▶ [Письменное задание 1]:
Оформите нумерованным списком строки с данными от строки со словами «Pick out every instance of the library» до последней строки данных включительно. Пустые строки пропустите.

Допустим, однако, что указанный в «Записке 32 священников» строй церковного самоуправления «никогда не применялся в русской жизни». Но, ведь, и синодальное управление, каким оно вышло из рук преобразователя России, также никогда не применялось в русской церкви до 18-го века. Шансы на существование у того и другого их raison d’être – равны; следовательно, опровергая своим доказательством проектируемый строй церковного самоуправления, автор должен отказаться от неудобной, в таком случае, защиты и учреждения, существующего наперекор его доказательству. За то патриаршее управление применялось издревле в православных восточных церквах, этих старших сестрах всероссийской Церкви, а это что-нибудь да значит. Что же касается высказываемого проф. Н.К. Никольским опасения на счет того, что, при дроблении епархий и при несменяемости епископов на кафедрах, «значение епископов в общем управлении русской Церкви будет умалено», то насчет этого полезно выслушать авторитетное мнение московского митрополита Филарета. «В Петербурге возникает мысль», пишет святитель тверскому архиепископу Алексию, «чтобы как можно постояннее держать архиереев на одной кафедре. И нельзя оспорить сию мысль, хотя и не всегда можно держаться ея» (Письма к архиеп. тверск. Алексию. М. 1883 г., стр.264). Современный объем епископской власти – ведь это не вечная же богоучрежденная норма, да и зачем говорить о будущем умалении епископской власти, в виду убедительных доказательств умаления ее в прошлом? Епископ – это ангел Церкви; но далеко не «малым чим умаленный» от того ангела, которым является епископ древней Церкви. Это настолько ясно и понятно, что, право, нужно сделаться «некиим ритором Тертуллом» (Деян. 24,1), чтобы вести неблагодарный процесс.

Сославшись на прошлое, мы имеем в виду, прежде всего, вторую часть Духовного Регламента, где в главе о делах епископов (ст. 14-я), говорится следующее: «ведал бы всякий епископ меру чести своей и не высоко бы о ней мыслил». В главе о посещении епископами городов своей епархии (ст. 4-я) архипастырям предлагается «тайно у меньших церковников, аще кто иный удобный покажется, спрашивать, как живут пресвитеры и диаконы»; «иныя дела и поступки, как священства, так и приходских людей, могут быть утаиваемы перед епископом… и о таковых тайно и искусно проведывать» (ст. 8). Даже поучения к духовенству и народу, которые вменялось епископам в обязанность говорить при объезде епархий, должны были сочиняться в Духовном Коллегиуме, «понеже не всяк епископ может чистое слово сложить», вернее же для того, чтобы епископы не говорили чего-нибудь лишнего, разумеется, с точки зрения составителя Регламента. Главнейшими обязанностями епископов, по Регламенту, являются соглядатайство, тайное выслеживание и выспрашивание и доношения Духовному Коллегиуму, которому епископы отданы в полную власть. Вопреки правил апостольских (пр. 74), святоотеческих, (Кирилл. 1) и вселенских с поместными соборов (Карф. 12, Ант. 14, Втор. 6), Духовным Регламентом постановлено, что не только простые епископы, но даже и президент самого Духовного Коллегиума, аще бы в чем знатно погрешил, подлежит суду того же Коллегиума. «Несомненно», замечает по этому поводу достопочтенный А.В. Васильев (у которого заимствованы приведенные соображения), «такой порядок суда над епископами доставлял не малое «угодие», но только, конечно, не Церкви и ея пастырям» («Благовест», от 1 Января 1892 г., вып. 31).

▶ [Извлечённые данные]:
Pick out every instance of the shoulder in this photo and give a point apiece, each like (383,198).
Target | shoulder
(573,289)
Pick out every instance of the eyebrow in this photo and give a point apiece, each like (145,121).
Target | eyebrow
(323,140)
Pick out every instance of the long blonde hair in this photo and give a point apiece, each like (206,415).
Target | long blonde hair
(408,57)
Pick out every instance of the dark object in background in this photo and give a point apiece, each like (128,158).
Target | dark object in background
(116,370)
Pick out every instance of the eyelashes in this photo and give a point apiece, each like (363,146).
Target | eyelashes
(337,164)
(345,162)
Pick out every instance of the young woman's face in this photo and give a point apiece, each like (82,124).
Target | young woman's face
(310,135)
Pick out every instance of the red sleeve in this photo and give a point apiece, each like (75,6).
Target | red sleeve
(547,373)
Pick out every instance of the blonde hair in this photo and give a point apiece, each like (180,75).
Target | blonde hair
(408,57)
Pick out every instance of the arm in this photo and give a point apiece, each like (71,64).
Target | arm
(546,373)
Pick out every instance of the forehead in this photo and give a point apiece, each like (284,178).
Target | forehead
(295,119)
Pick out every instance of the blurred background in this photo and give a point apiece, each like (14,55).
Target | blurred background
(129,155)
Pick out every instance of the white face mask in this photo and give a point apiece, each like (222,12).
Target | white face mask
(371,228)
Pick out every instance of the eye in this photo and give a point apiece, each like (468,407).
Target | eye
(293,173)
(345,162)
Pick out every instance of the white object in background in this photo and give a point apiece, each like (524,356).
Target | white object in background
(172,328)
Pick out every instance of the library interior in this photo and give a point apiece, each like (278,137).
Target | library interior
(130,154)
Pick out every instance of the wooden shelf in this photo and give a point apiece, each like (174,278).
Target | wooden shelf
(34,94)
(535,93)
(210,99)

▶ [Письменное задание 2]:
Чьему суду, согласно тексту, подлежит президент Духовного Коллегиума, если он в чем-либо знатно погрешит?

▶ [Правильный ответ 1]:
1. Pick out every instance of the library interior in this photo and give a point apiece, each like (278,137).
2. Target | library interior
3. (130,154)
4. Pick out every instance of the wooden shelf in this photo and give a point apiece, each like (174,278).
5. Target | wooden shelf
6. (34,94)
7. (535,93)
8. (210,99)

▶ [Правильный ответ 2]:
Суду того же Духовного Коллегиума.